─── 提示文書 ───

御社のDX技術を保険会社に売り込む方法

あらすじ

優秀なチャットボット、マシンラーニング、AI、RPAを作っているのに保険会社や他の大きなサービス企業に売り込むのに苦戦していますか?

もしあなたが以下のような疑問を抱えているなら、この記事が参考になるかもしれません。

  • 保険会社は何を大切にしているのか?
  • 自社製品とテクノロジーをどのように位置づけすればよいか?
  • 自社製品の適切なバイヤーや組織は誰なのか?
  • 保険会社に売り込むとき他に知っておくべきことは何か?
  • 保険会社内の見込み客へのアプローチ範囲を拡大するには?

これは入門編の記事です。過去数年間、私が事業部とカスタマーサービスのコンサルタントとして、保険会社とその関連サービス会社のエグゼクティブをサポートした経験を反映しています。

保険会社がイノベーションについてどの様に考えているか、どの様に購入決定をするか、新技術のソリューションを導入するかなどを直に見てきました。

保険業界を理解する

信用が最も大切

保険会社を理解するために、その商品と歴史を理解することが必要です。

  • 今日、最も大きく成功している保険会社はとても古いです。AXA (1817), Generali (1830), Prudential (1848), Zurich (1872), MunichRe (1890), Allianz (1890)
  • 「新しい」企業は全て創業50年以上です。AIG (1919), China Life Insurance Company (1949)

これらの企業には古い歴史があり、それによって重要な資産である「信頼」を築いてきました。

生命保険について考えてみましょう。あながが死んだときに払ってもらうために保険料を支払います。払ってもらう時、あなたは存在もしていません。

顧客の信頼を守るため、保険会社は地道な努力によりプロセス、処理方法、秩序を作ってきました。保険会社は軽率に急ぐことはしません。彼らは変化に対してとてもゆっくりと対応します。

これは彼らのDNAとも言えるものです。何故なら彼らにとって最も重要なものは信頼であり、少しでも問題を起こす可能性がある短期間における最適化はしないからです。

安定は投資リターンを確保する

保険会社にとってキーとなる効率性の測定基準は損失比率で、保険料収入に対して請求金額をいくら支払ったかです。

保険会社の利益の得方はこの方法ではないという意見もあるでしょう。彼らは、あなたの保険料を様々な有価証券、ボンドや株から、ハイリスクのベンチャーキャピタルファンドまでに投資して利益を得ます。彼らは投資収益の一部を保険契約者に支払い、その他は利益となります。

とは言え成功する投資の基本は顧客を維持し、保険を解約しないようにする事です。これが急な変化で波風を立てるべきではない、もう一つの理由です。

保険会社は大手テック企業を恐れている

明らかに保険会社はインシュアテックを恐れていません。評価額が10億ドルを超えるユニコーン・インシュアテックさえもです。AXA、Allianz、Generailはそれぞれ単体で2,300のユニコーンを買収できるだけの資金力を持っているのですから。

───

● **作業一覧**:
1 – 保険会社への売り込みに関する文章に照らし、次の(a)～(c)がその文章の内容と一致するかを「はい」または「いいえ」で示し、判断の決め手となる箇所をそのまま引用してください。
(a) Prudentialの創業年は1848年である。
(b) 保険会社にとってキーとなる効率性の測定基準は投資収益率である。
(c) 保険会社は変化に対して素早く対応する。
2 – 保険会社への売り込みに関する文章にある「これらの企業には古い歴史があり、それによって重要な資産である「信頼」を築いてきました。」という一文を英語に訳してください。
3 – 保険会社への売り込みに関する文章を、最後の文の次から書き継いでください。

─── 提示データ ───

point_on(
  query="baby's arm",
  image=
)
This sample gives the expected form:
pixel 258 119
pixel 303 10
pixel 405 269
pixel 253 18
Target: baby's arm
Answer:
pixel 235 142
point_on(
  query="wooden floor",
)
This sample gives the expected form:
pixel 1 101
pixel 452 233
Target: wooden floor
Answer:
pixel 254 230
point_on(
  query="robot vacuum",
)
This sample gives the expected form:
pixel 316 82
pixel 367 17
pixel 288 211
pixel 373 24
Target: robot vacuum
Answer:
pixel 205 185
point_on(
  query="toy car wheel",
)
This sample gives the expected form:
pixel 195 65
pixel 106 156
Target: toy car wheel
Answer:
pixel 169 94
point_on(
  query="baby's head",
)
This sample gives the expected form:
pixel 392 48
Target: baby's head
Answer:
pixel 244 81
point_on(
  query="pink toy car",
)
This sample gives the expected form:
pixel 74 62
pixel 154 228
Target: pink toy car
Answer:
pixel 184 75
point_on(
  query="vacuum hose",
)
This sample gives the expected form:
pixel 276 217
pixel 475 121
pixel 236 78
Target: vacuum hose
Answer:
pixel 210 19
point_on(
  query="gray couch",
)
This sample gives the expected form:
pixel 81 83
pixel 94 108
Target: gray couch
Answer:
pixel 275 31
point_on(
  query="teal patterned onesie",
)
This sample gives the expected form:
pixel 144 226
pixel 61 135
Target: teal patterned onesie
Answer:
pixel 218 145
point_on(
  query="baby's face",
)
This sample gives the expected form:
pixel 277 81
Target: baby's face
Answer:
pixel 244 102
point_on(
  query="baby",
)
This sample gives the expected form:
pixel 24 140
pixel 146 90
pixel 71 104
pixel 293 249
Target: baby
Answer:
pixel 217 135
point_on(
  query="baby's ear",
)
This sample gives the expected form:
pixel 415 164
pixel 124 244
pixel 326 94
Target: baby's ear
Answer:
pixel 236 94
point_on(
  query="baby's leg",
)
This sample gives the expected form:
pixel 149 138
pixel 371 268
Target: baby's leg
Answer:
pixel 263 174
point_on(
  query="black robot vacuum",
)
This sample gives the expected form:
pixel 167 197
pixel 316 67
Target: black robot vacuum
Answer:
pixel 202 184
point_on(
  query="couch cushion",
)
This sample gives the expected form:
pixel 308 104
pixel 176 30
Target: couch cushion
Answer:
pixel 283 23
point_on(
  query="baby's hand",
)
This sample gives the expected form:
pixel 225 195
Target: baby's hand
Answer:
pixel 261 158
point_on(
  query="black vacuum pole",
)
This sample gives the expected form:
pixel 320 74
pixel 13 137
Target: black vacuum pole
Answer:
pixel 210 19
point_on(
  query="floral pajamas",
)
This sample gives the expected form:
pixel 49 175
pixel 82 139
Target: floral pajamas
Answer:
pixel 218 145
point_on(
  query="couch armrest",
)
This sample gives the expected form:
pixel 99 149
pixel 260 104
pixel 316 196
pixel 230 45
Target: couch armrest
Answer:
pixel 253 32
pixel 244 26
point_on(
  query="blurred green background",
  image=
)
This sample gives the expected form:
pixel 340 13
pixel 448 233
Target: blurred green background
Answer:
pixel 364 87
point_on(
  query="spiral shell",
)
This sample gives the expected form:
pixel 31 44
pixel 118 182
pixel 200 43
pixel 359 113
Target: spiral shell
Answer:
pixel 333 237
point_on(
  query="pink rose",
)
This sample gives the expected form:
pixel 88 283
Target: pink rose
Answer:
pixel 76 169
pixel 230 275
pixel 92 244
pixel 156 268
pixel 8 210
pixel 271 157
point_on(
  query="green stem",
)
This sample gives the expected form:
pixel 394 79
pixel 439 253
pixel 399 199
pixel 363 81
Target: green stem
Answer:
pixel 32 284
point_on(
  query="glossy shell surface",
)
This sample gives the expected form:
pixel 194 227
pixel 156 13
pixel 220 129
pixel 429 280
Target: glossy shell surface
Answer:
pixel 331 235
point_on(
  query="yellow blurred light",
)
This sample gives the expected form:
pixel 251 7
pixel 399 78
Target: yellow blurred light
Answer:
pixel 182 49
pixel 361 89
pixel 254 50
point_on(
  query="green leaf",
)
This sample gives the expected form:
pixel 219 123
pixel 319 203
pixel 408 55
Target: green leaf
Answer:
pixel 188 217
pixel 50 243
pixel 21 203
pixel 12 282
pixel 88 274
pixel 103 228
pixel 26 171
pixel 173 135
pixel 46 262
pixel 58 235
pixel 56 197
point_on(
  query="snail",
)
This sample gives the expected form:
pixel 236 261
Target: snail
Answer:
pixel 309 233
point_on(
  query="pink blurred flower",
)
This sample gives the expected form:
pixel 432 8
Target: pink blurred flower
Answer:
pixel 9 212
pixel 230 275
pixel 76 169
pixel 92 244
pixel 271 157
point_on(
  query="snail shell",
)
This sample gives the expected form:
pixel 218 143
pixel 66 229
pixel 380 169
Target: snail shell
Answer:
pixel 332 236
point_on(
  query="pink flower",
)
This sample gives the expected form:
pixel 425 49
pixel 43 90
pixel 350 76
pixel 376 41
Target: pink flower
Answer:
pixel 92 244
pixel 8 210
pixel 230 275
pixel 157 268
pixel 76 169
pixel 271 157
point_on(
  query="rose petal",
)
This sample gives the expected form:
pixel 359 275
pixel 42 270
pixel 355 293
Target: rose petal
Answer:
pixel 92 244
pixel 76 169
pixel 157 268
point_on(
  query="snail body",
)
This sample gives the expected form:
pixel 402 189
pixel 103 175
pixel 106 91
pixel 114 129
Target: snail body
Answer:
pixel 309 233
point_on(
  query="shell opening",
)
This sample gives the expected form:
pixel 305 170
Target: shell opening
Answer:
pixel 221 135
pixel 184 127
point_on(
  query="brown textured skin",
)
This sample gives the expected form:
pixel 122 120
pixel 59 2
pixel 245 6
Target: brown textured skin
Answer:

───

● **回答一覧**:
1 –
(a) はい。「Prudential (1848)」
(b) いいえ。「保険会社にとってキーとなる効率性の測定基準は損失比率で、保険料収入に対して請求金額をいくら支払ったかです。」
(c) いいえ。「彼らは変化に対してとてもゆっくりと対応します。」

2 – These companies have long histories, and through them they have built up an important asset: trust.

3 –
保険会社が恐れているのはユーザー主体のテックジャイアント、Amazon、Apple、Googleです。

これらのブランドは計り知れない信頼をユーザーから得、テクノロジーを保険会社よりもずっと効果的に扱うことができます。AmazonとBerkshir Hathawayが傘下に健康保険会社を設立すると発表し、この業界の最悪の悪夢が現実になりました。

セールスポイント

  • あなたが長期に渡って信頼できるパートナーになることをアピールし、時間をかけて良い関係を築きましょう。
  • 注意深く骨組みしましょう:あなたのテクノロジーは、混乱や波風を生ずるものではなく、業務を効率化し改善するものでなければなりません。
  • 業界がおかれている状況にプレッシャーをかけ(Amazon、Apple…)保険業界をあなたのテクノロジーがどの様に前進させるかを説明しましょう。

テクノロジーの価値を明確に定義し、複雑さを減らす

あなたのソリューションはどんな行動とゴールをサポートするのか

保険業界の仕事はマーケティング&セールスとオペレーションの2つに大きく分けることができます。(私のバックグラウンドは主にオペレーションですが、マーケティング&セールスに焦点を当ててお話します。)

マーケティング&セールス

  • 行動:保険商品の販売とマーケティング 例:「どの保険プランを契約するべきでしょう?」
  • ゴール:保険商品をもっと売り、販売コストを削減する(自動化)

オペレーション: 保険金支払いの管理

  • 行動:全ての保険金請求の処理。 例:「事故にあったので、車の修理代の支払いをお願いします。」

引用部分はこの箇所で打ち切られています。